Which lines in the data below contain the word "football"? Pick out each one and copy it in full.
'''
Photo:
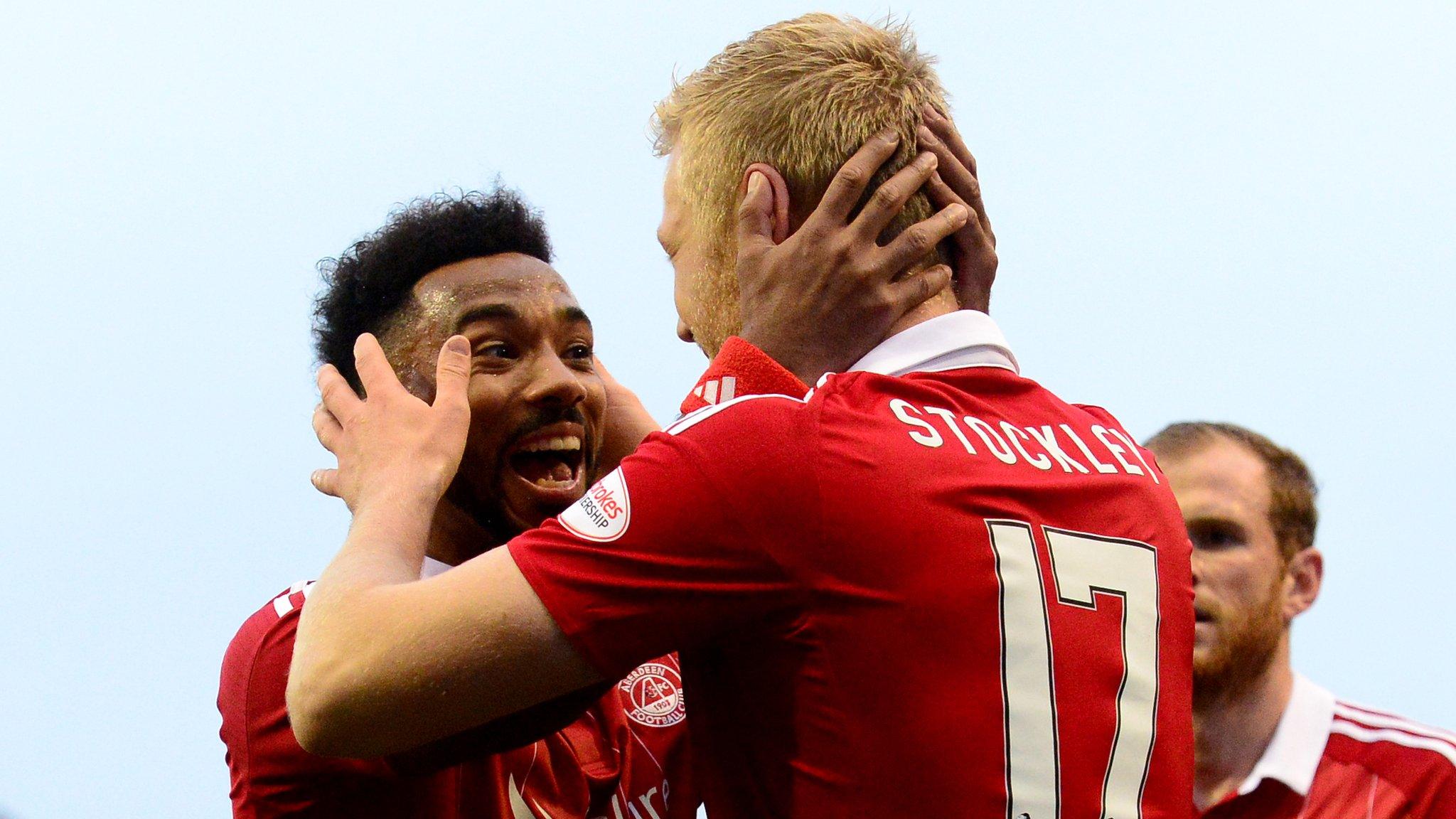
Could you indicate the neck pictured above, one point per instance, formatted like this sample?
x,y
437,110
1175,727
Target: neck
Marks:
x,y
938,305
1231,734
455,537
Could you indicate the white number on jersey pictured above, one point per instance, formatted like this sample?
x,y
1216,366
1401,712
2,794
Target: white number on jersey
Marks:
x,y
1082,567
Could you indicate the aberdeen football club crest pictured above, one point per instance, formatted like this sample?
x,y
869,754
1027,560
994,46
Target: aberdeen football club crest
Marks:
x,y
653,695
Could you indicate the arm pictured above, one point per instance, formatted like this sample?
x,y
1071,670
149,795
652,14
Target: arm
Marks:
x,y
385,663
375,641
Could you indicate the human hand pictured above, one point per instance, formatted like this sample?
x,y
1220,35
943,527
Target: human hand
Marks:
x,y
625,423
826,295
954,183
392,446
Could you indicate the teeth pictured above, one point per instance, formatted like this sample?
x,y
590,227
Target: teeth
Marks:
x,y
568,444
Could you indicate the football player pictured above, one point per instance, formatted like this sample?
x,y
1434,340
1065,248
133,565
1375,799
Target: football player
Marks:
x,y
1271,744
476,266
925,587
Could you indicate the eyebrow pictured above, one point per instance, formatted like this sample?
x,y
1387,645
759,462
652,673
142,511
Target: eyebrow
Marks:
x,y
505,312
487,312
575,315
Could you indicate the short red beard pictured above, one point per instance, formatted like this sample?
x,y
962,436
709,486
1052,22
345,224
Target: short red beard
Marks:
x,y
1244,649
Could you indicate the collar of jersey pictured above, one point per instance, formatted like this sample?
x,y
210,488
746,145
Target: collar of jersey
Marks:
x,y
1299,741
433,567
954,341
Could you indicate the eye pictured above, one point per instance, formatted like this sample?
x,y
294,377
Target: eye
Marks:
x,y
1215,535
496,350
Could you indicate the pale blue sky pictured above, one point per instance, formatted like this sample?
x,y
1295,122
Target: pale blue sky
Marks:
x,y
1236,212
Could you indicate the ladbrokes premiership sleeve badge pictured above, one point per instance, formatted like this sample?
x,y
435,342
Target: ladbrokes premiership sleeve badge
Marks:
x,y
603,513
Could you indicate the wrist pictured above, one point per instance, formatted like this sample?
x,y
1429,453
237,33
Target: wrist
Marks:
x,y
400,522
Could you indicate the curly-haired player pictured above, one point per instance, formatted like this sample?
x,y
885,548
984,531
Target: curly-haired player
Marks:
x,y
476,266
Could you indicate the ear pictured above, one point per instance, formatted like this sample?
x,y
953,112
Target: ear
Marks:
x,y
781,197
1302,582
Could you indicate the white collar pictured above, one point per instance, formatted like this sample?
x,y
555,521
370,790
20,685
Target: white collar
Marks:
x,y
954,341
433,567
1299,741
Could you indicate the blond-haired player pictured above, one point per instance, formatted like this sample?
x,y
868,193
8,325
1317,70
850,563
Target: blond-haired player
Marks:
x,y
926,588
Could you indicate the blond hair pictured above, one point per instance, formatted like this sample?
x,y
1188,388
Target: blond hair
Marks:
x,y
801,95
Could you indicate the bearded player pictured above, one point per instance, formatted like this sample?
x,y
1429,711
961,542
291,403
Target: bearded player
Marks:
x,y
479,267
928,587
1271,744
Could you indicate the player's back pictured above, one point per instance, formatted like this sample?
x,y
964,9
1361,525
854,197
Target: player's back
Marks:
x,y
1005,588
609,759
928,589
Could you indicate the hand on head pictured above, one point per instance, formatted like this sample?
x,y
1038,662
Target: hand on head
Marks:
x,y
822,298
973,247
392,446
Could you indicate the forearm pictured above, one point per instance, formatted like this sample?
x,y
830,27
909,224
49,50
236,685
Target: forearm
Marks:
x,y
347,633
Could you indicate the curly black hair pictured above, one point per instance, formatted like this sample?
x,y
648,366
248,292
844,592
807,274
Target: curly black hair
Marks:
x,y
369,286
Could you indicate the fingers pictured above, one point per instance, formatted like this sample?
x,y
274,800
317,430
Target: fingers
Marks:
x,y
326,427
954,172
892,197
338,397
941,194
453,375
946,130
326,481
373,366
921,238
909,294
756,215
850,183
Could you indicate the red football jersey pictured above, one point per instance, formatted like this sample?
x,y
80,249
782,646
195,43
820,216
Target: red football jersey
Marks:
x,y
931,588
625,756
1332,759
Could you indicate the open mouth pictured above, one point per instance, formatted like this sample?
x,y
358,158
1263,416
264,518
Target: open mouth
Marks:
x,y
550,459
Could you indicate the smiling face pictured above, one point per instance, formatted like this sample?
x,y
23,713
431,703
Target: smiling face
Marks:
x,y
1244,589
536,401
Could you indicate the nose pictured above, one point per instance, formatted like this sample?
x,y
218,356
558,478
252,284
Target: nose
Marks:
x,y
554,384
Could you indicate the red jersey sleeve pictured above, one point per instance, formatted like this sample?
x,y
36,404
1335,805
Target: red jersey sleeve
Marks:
x,y
271,773
678,545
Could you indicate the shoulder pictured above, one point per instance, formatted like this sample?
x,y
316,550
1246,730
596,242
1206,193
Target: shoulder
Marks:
x,y
1417,758
262,645
746,434
744,412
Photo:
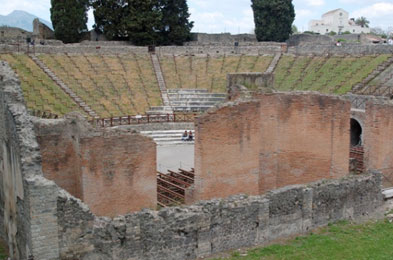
'''
▸ **TASK SOLUTION**:
Could you indicate the aberdeen football club crest pictured above, one point per instance, formatted like this sample?
Target: aberdeen football club crest
Could you indicate the football player pictured above, one point per instance, formatted like this sample?
Target: football player
Could you indicate the red football jersey pictured above, one point per instance, formatted like this sample?
Target: red football jersey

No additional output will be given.